» **SOURCE EXTRACT**:
※

Juan David Castañeda Muñoz (born 26 January 1995) is a Colombian professional footballer who plays as a striker for I-League club Sreenidi Deccan. Besides Colombia, he has played in Iraq and India.

Club career

Sreenidi Deccan
On 20 September 2021, Castañeda joined Indian club Sreenidi Deccan, one of the new I-League entrants.

He debuted for the club, on 26 November 2021 in the 2021 IFA Shield opener against Southern Samity. He scored a brace in the match which ended in a 4–1 win. He made his I-League debut, on 27 December 2021 against NEROCA, in their 3–2 defeat in which he scored a goal. He then scored a brace against TRAU on 3 March 2022. He again scored a goal against Mohammedan in their 3–1 defeat. After finishing fourth in group stage with six wins in twelve matches, they moved to the championship stage. At the end, the club finished their maiden league campaign in third place with 32 points in 18 matches, and won the last match against Churchill Brothers on 14 May.

※

» **PROVIDED DATA**:

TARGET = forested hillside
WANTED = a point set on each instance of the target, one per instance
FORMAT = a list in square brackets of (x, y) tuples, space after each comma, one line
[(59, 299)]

※

Could you reproduce the stretch of the footballer's biography from "Club career" through "Brothers on 14 May." word for word? The lines have no connection to the text about the footballer.

Club career

Sreenidi Deccan
On 20 September 2021, Castañeda joined Indian club Sreenidi Deccan, one of the new I-League entrants.

He debuted for the club, on 26 November 2021 in the 2021 IFA Shield opener against Southern Samity. He scored a brace in the match which ended in a 4–1 win. He made his I-League debut, on 27 December 2021 against NEROCA, in their 3–2 defeat in which he scored a goal. He then scored a brace against TRAU on 3 March 2022. He again scored a goal against Mohammedan in their 3–1 defeat. After finishing fourth in group stage with six wins in twelve matches, they moved to the championship stage. At the end, the club finished their maiden league campaign in third place with 32 points in 18 matches, and won the last match against Churchill Brothers on 14 May.